----- TRECHO SELECIONADO -----

A retaliação armada, a vingança, é
proibida. Vale o princípio da não reciprocidade dos ilícitos. Opostas
imoralidades não se compensam.
A violação
do direito internacional por um Estado não permite que aquele que
sofreu um dano injusto reaja com outra ilicitude. É legítimo contrariar
a violência em curso, ou seja, defender-se, não fazer justiça
arbitrariamente a sangue frio. Nos dias de hoje a violência armada é inadmissivelmente
justificada como um direito de defesa. É um
perigoso engano de rótulos.
Os Estados adotam
frequentemente uma moral dupla e tripla. Condenam as ações iníquas de inimigos
e adversários, toleram aquelas de aliados e amigos. Uma deriva prejudicial que
pode desencadear uma espiral incontrolável de violência primitiva e arbitrária.
Segundo. Os Estados há
muito desenvolvem costumes e acordos para limitar a brutalidade das guerras
desregradas. A gramática do direito dos conflitos armados gira em torno de três
princípios.
“Humanidade”, que
proíbe o uso de meios e métodos bélicos que causam mal e sofrimentos
supérfluos.
“Distinção”, que
proíbe ataques contra civis e bens não militares e aqueles indiscriminados, realizado por
meios ou métodos que gerem danos incidentais imoderados a não combatentes.
“Proporcionalidade”,
que proíbe ações que possam levar a perdas humanas e danos materiais não
proporcionais à vantagem militar. O direito
internacional "humanitário" dirige-se aos beligerantes para
civilizar a guerra e evitar que desvie para a desumanidade da vingança
indiscriminada e da punição coletiva de indefesos e não culpados.
“Não havia outra
escolha”, repetem frequentemente as partes em conflito. Isso quase nunca é
verdade. A maneira pela qual campanhas militares são conduzidas tem um valor
ético e moral antes mesmo que jurídico. Mede a qualidade política e civil de
uma nação. A indiferença pela vida e pela
dignidade dos outros arrasta qualquer sociedade para os
abismos dos instintos primordiais. Essas regras mínimas de civilidade,
espezinhadas e ridicularizadas, já não bastam mais, devem ser reconsideradas,
interpretadas com rigor. Ressoa nas consciências o grito de civis massacrados,
torturados, sequestrados, usados como escudos, soterrados sob os escombros,
sedentos, famintos, operados em um piso imundo sem anestesia. O direito internacional é demasiado indulgente com as razões
da guerra que, escreveu Fréderic Mégret, é uma monstruosa exceção aos
direitos humanos inalienáveis. O interesse militar muitas vezes justifica atos
repugnantes.

----- DADOS FORNECIDOS -----

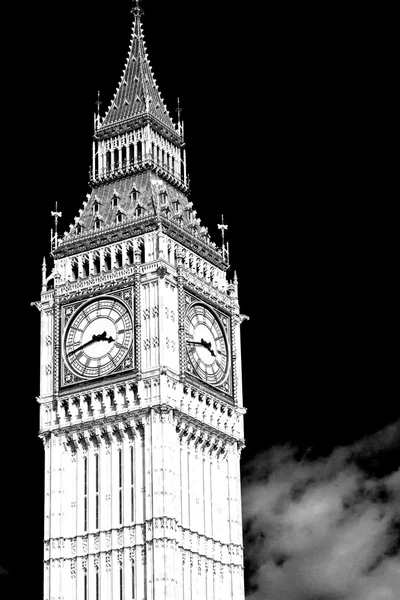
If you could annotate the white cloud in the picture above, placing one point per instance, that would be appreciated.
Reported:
(323, 529)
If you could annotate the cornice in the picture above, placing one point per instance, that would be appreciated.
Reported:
(136, 122)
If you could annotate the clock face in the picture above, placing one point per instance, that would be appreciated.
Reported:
(98, 337)
(206, 344)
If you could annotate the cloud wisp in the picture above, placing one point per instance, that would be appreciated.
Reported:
(325, 528)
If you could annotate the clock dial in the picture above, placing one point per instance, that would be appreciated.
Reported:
(98, 337)
(206, 344)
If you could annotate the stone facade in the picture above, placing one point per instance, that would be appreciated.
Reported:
(142, 477)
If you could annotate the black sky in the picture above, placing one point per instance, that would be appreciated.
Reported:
(286, 119)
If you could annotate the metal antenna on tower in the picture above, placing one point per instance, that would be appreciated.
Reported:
(56, 215)
(97, 116)
(223, 228)
(137, 10)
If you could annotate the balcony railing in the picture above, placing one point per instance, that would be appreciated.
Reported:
(141, 163)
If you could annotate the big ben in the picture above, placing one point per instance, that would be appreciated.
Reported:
(141, 408)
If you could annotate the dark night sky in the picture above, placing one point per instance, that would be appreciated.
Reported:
(283, 122)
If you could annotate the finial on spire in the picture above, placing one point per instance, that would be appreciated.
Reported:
(179, 110)
(223, 228)
(97, 116)
(54, 238)
(137, 10)
(98, 102)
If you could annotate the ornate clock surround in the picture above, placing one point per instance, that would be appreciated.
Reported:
(68, 376)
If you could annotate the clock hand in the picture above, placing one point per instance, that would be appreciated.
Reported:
(95, 338)
(203, 343)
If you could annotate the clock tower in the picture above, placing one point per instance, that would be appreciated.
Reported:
(141, 411)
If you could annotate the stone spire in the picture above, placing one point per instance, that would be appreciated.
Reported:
(137, 95)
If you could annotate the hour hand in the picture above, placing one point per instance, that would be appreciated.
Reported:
(95, 338)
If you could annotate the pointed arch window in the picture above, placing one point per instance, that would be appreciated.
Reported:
(85, 267)
(75, 270)
(107, 261)
(115, 198)
(139, 211)
(96, 264)
(118, 258)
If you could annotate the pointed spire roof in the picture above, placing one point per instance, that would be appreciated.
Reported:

-----

* [EXPLORAR O MATERIAL]
1) Reproduza a parte do trecho sobre o direito internacional que começa nas palavras “Os Estados adotam” e termina depois de “a não combatentes.”.
2) Indique se cada afirmação concorda com o trecho sobre o direito internacional, respondendo sim ou não e citando literalmente as palavras que decidem: (a) quem sofreu um dano injusto pode reagir com outra ilicitude; (b) o princípio da “Distinção” proíbe ataques contra civis e bens não militares; (c) os Estados condenam as ações iníquas de aliados e amigos.
Os dados não fazem falta para resolver o que se pede.

* [RESPOSTAS ÀS TAREFAS]
1)
Os Estados adotam
frequentemente uma moral dupla e tripla. Condenam as ações iníquas de inimigos
e adversários, toleram aquelas de aliados e amigos. Uma deriva prejudicial que
pode desencadear uma espiral incontrolável de violência primitiva e arbitrária.
Segundo. Os Estados há
muito desenvolvem costumes e acordos para limitar a brutalidade das guerras
desregradas. A gramática do direito dos conflitos armados gira em torno de três
princípios.
“Humanidade”, que
proíbe o uso de meios e métodos bélicos que causam mal e sofrimentos
supérfluos.
“Distinção”, que
proíbe ataques contra civis e bens não militares e aqueles indiscriminados, realizado por
meios ou métodos que gerem danos incidentais imoderados a não combatentes.

2)
(a) Não: “A violação do direito internacional por um Estado não permite que aquele que sofreu um dano injusto reaja com outra ilicitude.”
(b) Sim: ““Distinção”, que proíbe ataques contra civis e bens não militares”
(c) Não: “Condenam as ações iníquas de inimigos e adversários, toleram aquelas de aliados e amigos.”